Brano estratto>
________________
Un giornalista israeliano, Anshel Pfeffer, è “entrato” dentro la testa di Bibi firmandone una biografia, “Bibi. The turbulent life and times of Benjamin Netanyahu”. L’autore non nasconde la sua antipatia per il premier israeliano. Pfeffer scrive per Haaretz, il giornale della sinistra israeliana. Ma il libro è un documento prezioso per decifrare uno dei politici che hanno fatto la recente storia e, certamente, quella di Israele.

Ancora un anno al potere, infatti, e Netanyahu, sempre se sopravviverà agli scandali che lo inseguono da due anni, supererà David Ben Gurion, il patriarca e fondatore dello stato, come primo ministro più longevo nella storia israeliana.
________________
Dati di origine>
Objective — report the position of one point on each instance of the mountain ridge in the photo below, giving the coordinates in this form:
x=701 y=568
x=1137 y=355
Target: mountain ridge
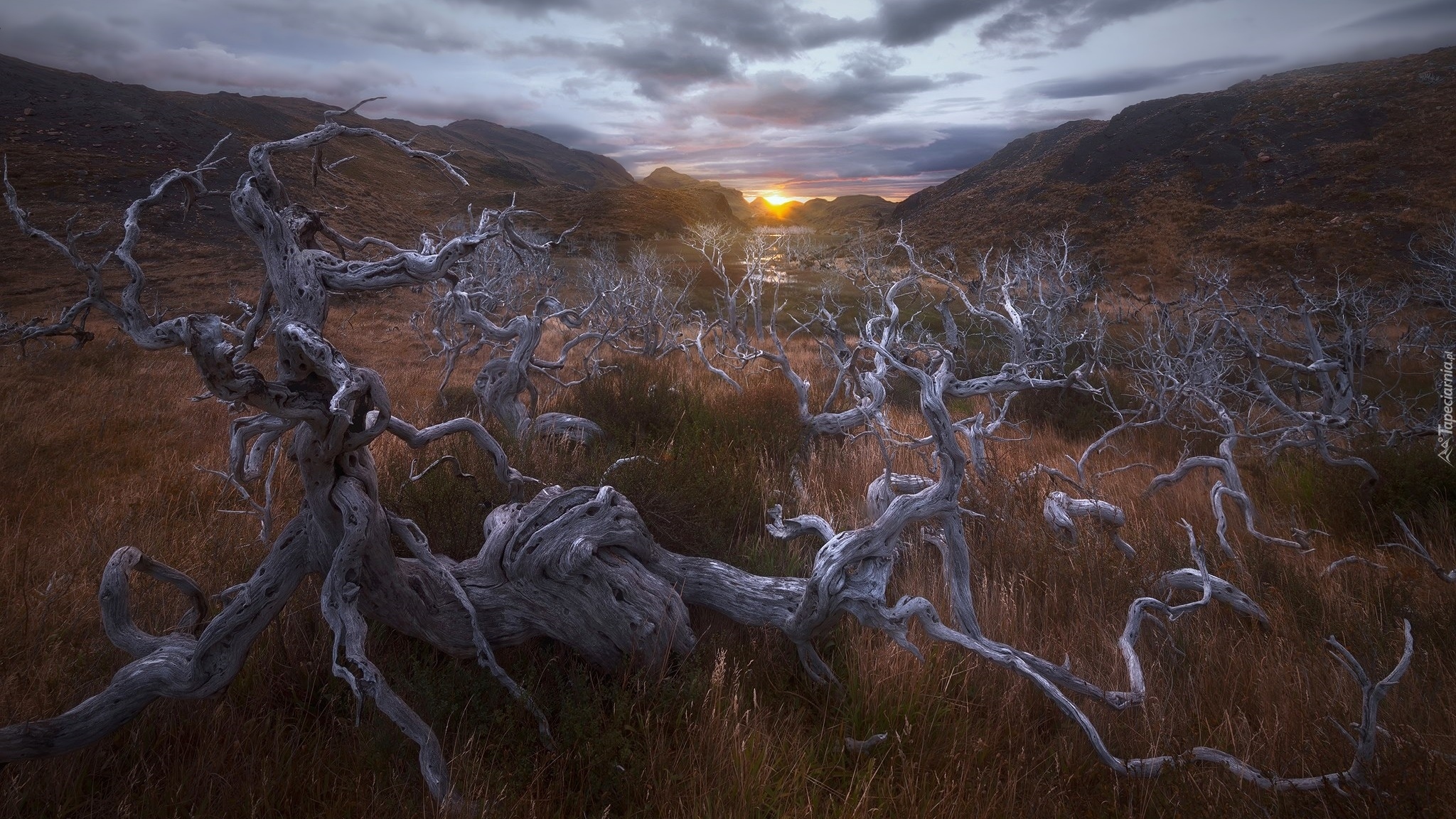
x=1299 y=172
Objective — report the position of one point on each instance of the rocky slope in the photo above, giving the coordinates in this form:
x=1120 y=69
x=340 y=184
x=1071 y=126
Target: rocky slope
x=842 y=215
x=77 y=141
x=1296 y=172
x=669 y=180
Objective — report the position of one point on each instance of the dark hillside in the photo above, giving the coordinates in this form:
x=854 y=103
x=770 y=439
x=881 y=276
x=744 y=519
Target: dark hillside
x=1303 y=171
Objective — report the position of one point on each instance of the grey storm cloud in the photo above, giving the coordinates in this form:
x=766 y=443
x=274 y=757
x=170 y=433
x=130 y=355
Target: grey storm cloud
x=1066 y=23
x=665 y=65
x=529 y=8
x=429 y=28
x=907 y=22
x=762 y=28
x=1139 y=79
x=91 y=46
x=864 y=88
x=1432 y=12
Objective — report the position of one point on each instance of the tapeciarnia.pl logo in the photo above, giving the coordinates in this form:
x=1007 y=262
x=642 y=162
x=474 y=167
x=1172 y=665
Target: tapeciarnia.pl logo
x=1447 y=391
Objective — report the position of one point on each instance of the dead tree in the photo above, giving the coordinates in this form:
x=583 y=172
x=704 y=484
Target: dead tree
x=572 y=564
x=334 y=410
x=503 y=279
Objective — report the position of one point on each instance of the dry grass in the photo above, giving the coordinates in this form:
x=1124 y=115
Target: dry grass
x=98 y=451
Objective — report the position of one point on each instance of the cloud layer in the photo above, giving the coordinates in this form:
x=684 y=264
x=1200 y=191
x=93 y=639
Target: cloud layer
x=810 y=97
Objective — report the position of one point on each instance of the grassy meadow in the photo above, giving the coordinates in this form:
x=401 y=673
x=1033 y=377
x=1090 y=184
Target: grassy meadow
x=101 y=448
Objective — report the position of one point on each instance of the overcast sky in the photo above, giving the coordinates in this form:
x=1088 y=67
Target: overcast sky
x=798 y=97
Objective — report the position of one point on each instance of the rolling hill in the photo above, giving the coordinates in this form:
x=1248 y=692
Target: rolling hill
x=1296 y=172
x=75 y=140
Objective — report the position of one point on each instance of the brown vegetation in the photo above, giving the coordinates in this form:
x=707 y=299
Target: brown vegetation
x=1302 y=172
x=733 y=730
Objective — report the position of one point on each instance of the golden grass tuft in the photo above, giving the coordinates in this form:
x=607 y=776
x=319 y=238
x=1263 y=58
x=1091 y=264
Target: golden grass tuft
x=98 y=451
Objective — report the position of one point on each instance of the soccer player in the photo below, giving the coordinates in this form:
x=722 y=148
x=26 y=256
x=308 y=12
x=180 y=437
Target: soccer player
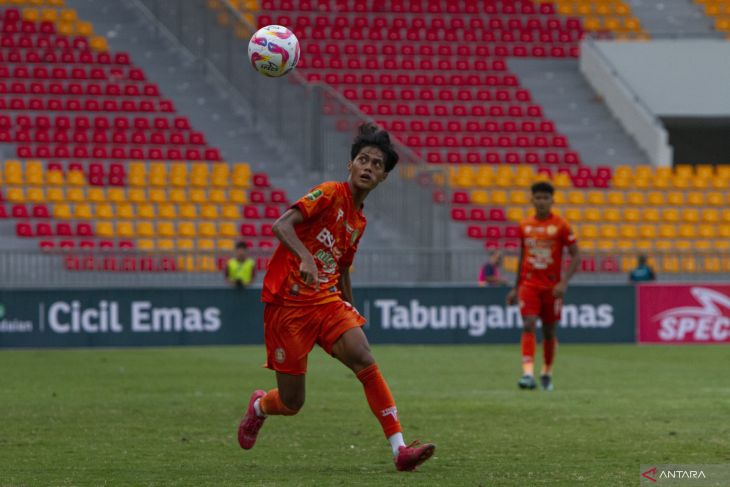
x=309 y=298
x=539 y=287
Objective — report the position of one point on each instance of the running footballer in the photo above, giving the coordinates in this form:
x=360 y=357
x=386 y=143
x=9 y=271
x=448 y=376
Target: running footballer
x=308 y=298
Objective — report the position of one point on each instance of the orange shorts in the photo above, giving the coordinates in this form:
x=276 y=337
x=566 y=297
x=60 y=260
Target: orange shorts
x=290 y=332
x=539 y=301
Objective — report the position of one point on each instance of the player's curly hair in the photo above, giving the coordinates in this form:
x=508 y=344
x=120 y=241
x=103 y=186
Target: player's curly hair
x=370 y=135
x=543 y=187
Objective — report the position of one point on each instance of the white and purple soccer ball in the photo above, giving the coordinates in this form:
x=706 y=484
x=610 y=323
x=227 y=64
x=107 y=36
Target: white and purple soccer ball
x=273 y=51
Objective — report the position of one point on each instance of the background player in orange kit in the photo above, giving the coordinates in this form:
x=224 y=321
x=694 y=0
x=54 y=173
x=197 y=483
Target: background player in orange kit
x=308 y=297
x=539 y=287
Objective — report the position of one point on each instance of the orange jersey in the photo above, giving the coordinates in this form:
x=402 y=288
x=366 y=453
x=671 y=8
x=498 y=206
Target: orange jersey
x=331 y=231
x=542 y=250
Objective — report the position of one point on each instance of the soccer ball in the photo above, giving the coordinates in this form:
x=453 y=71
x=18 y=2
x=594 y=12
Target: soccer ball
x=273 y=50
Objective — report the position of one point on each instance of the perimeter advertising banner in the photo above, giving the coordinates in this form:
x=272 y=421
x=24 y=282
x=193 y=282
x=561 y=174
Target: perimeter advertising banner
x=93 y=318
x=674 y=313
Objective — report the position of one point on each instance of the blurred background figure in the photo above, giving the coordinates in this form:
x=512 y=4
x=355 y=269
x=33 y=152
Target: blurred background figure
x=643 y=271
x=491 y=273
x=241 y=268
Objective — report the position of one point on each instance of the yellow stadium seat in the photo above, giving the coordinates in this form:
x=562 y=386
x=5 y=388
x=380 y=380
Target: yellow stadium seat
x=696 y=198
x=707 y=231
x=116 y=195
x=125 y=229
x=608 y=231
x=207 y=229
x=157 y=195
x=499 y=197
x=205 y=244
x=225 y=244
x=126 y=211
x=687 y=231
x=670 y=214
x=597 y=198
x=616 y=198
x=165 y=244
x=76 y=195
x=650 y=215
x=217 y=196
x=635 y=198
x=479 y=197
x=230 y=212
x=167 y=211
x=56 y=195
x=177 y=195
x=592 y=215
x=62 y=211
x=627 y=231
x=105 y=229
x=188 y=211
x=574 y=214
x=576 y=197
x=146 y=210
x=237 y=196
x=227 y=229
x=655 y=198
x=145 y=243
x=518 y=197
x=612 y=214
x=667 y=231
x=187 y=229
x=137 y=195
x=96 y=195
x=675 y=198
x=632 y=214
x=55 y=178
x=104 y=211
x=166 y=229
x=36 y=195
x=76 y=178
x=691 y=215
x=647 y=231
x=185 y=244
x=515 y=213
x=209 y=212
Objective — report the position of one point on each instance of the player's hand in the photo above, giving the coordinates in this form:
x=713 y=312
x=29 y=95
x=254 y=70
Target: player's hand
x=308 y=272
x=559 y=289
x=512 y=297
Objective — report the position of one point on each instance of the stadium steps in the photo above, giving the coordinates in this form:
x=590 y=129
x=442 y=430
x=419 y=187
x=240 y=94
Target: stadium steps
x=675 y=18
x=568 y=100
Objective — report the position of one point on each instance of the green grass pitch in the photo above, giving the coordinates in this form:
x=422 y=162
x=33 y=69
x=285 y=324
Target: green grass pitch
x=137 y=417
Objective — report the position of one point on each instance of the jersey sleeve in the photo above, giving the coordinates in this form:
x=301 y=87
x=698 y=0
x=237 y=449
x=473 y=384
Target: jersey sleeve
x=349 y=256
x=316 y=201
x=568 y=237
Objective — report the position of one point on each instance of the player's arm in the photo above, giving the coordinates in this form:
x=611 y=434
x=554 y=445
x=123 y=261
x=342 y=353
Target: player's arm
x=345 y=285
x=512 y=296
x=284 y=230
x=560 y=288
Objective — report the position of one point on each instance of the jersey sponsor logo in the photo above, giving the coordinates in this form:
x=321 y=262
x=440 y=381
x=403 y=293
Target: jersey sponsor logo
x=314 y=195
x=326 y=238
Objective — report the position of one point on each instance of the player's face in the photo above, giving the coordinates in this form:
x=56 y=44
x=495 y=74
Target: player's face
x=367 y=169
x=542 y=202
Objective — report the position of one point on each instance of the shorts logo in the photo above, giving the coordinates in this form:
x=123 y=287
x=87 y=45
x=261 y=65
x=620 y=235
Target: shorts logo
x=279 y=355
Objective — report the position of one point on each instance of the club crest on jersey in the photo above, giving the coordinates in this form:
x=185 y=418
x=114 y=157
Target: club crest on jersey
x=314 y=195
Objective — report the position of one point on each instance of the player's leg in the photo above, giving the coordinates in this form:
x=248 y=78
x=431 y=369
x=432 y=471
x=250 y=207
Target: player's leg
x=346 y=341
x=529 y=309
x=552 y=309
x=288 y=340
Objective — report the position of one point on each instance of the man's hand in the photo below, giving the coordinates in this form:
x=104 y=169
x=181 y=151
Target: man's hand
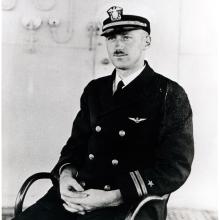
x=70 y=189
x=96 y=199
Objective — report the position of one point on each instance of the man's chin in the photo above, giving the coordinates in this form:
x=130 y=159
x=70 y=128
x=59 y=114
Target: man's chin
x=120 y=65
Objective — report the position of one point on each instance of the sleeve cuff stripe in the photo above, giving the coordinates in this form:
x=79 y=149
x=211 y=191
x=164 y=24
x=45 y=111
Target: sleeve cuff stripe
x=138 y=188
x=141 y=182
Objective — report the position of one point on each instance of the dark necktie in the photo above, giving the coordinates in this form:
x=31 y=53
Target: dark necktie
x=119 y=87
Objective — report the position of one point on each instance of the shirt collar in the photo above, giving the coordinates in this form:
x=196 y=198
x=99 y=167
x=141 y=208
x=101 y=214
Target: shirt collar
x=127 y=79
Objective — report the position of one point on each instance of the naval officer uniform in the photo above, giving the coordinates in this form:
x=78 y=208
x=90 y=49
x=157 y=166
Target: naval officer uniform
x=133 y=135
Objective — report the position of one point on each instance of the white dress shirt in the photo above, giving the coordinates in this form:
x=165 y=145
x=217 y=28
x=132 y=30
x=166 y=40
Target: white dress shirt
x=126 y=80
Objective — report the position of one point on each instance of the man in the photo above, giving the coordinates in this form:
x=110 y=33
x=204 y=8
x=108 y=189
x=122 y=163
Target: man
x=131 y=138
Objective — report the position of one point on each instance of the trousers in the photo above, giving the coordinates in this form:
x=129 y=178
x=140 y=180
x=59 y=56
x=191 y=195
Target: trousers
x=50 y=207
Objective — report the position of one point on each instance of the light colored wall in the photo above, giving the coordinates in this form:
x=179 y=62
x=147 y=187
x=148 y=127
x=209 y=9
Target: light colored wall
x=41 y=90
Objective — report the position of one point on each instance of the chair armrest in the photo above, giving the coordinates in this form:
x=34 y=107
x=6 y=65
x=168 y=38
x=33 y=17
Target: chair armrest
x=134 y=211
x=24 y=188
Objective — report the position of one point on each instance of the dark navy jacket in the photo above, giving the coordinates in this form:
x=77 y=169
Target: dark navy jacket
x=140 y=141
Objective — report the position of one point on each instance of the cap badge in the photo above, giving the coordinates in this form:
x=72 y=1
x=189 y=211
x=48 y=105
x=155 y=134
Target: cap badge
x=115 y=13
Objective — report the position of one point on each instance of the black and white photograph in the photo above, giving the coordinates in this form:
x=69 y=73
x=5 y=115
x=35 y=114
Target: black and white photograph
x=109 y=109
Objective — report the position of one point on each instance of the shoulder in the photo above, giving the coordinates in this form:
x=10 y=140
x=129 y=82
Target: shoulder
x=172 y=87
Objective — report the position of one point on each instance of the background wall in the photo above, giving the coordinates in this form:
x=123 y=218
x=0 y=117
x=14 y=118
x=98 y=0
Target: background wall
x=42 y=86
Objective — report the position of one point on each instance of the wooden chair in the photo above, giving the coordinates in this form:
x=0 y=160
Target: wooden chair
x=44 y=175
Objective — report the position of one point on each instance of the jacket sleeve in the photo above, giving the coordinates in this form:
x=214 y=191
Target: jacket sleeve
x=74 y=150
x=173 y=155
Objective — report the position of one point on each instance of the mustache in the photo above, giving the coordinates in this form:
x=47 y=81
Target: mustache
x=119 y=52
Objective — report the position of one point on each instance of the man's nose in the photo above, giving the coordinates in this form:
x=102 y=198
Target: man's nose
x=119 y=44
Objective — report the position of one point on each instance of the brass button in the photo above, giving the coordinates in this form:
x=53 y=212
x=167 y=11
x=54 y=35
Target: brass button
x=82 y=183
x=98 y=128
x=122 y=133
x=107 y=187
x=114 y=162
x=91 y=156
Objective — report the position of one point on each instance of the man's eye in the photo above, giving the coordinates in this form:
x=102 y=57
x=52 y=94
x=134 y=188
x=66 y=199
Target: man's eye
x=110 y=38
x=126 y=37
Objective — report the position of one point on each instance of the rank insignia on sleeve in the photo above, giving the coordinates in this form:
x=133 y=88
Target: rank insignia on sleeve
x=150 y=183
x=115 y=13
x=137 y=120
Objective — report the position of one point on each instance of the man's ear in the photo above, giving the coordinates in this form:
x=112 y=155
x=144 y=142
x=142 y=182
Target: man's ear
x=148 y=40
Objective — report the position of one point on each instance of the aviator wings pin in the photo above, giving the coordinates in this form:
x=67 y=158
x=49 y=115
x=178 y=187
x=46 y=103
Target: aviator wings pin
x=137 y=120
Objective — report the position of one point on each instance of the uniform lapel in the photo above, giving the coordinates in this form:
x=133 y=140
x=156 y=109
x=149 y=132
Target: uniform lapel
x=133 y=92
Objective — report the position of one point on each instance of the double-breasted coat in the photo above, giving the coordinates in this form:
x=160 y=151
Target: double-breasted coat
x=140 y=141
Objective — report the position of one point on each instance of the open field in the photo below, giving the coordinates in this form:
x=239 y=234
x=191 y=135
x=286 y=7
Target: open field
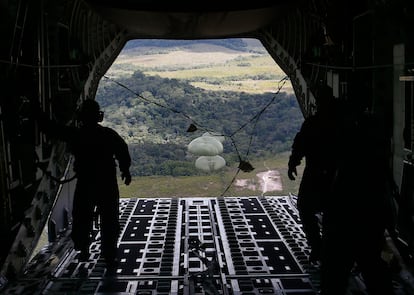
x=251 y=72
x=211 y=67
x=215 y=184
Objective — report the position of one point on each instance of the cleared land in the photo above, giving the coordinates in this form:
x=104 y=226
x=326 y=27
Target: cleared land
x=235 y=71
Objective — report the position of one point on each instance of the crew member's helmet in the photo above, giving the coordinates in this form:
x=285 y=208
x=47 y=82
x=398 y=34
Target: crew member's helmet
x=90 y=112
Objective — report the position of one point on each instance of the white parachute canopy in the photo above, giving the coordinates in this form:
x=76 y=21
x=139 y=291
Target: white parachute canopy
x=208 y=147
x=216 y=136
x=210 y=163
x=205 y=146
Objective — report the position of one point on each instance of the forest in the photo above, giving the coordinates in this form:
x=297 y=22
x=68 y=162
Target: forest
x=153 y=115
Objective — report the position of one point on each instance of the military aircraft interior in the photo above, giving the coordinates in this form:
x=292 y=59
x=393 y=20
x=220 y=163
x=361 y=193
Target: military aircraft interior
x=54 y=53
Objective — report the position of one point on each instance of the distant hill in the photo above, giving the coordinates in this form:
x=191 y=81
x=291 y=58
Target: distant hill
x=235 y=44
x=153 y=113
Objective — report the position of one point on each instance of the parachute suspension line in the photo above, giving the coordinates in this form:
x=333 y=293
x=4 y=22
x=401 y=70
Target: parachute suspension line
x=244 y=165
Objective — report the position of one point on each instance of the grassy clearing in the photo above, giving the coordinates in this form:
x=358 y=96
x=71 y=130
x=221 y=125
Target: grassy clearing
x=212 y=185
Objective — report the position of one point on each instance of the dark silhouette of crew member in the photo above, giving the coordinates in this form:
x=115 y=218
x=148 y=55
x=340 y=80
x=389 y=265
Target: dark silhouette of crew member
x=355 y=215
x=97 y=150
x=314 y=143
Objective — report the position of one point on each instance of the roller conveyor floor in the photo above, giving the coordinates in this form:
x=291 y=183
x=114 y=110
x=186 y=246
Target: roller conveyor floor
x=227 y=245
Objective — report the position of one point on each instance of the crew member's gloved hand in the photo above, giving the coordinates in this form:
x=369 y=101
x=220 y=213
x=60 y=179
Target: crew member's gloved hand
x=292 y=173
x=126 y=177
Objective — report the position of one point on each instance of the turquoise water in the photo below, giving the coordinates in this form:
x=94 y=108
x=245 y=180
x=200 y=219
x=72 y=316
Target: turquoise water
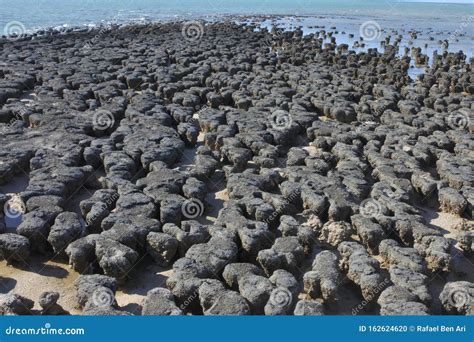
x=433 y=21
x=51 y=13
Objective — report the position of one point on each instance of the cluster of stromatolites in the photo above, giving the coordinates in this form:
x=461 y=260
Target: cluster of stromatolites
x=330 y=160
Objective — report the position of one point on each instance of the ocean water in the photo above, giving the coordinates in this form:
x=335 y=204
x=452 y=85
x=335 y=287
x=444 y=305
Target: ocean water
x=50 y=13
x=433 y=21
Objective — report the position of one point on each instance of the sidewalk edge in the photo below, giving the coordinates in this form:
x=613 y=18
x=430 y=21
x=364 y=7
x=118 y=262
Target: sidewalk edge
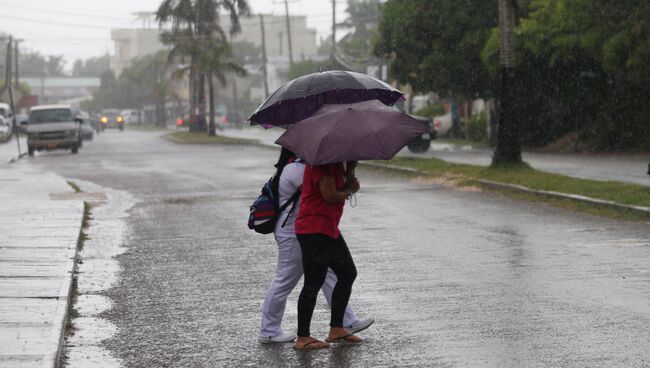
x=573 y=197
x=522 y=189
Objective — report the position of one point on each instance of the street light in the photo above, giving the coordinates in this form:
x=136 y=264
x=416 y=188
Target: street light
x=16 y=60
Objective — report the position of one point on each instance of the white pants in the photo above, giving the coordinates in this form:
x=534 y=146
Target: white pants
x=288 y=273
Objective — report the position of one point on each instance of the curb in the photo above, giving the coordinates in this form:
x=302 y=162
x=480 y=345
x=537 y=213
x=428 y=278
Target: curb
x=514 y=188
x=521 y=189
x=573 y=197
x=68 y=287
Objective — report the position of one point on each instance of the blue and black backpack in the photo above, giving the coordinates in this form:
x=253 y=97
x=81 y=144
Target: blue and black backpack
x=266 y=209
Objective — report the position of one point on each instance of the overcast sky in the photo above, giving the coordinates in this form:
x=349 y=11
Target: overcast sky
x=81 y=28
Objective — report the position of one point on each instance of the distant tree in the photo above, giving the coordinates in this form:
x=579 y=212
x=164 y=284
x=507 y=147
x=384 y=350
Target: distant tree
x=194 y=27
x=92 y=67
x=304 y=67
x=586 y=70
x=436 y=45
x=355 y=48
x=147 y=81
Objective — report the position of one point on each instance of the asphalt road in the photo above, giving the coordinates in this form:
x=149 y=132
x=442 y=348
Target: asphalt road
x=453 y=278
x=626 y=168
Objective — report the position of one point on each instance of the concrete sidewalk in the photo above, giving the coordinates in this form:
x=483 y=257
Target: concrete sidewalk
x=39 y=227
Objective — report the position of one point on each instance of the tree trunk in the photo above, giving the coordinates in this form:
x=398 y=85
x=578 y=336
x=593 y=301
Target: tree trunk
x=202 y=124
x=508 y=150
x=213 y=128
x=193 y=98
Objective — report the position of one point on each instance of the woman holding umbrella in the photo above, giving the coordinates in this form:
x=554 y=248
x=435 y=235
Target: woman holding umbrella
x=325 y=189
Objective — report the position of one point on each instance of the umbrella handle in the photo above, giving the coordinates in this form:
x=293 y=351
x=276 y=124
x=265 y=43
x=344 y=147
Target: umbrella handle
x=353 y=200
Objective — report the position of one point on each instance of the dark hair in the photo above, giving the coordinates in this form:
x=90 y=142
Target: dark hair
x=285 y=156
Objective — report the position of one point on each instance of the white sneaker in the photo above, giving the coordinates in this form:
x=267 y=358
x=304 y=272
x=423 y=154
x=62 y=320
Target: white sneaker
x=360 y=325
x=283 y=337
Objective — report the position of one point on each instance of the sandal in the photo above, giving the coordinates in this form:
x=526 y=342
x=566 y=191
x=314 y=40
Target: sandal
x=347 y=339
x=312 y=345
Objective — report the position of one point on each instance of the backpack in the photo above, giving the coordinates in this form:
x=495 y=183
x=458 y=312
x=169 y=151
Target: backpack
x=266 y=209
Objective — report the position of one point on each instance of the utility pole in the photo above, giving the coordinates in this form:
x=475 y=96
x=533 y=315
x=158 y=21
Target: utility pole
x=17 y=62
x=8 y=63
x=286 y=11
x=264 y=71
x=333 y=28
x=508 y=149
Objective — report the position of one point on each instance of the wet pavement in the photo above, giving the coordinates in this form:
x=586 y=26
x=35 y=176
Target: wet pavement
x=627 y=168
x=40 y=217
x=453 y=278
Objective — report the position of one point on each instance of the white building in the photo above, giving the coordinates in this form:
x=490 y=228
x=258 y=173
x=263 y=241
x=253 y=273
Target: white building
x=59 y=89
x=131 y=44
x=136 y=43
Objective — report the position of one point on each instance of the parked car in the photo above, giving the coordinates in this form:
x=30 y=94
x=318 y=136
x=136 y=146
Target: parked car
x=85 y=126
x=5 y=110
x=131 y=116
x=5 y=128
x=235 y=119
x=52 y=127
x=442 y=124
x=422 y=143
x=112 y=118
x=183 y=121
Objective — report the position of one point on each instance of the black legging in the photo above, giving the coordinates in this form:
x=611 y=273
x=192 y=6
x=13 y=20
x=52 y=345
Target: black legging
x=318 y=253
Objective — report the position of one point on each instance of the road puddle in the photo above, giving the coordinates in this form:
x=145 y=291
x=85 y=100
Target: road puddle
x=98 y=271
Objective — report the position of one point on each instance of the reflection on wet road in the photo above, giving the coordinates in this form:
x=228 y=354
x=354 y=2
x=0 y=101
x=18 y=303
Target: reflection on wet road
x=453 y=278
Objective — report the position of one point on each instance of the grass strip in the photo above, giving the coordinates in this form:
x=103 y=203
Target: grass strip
________________
Attività da svolgere>
[A] Traduca in inglese la seguente frase del brano sulla biografia di Netanyahu: «Pfeffer scrive per Haaretz, il giornale della sinistra israeliana.»
[B] Modifichi il tratto delle voci che va dalla riga contenente «of the roller» fino a quella contenente «x=227 y=245», sostituendo «roller conveyor floor» con «belt conveyor floor» e lasciando invariato tutto il resto.
Il brano e le voci costituiscono materiali distinti tra loro.

Risultati finali>
[A] Pfeffer writes for Haaretz, the newspaper of the Israeli left.

[B]
Objective — report the position of one point on each instance of the belt conveyor floor in the photo above, giving the coordinates in this form:
x=291 y=183
x=114 y=110
x=186 y=246
Target: belt conveyor floor
x=227 y=245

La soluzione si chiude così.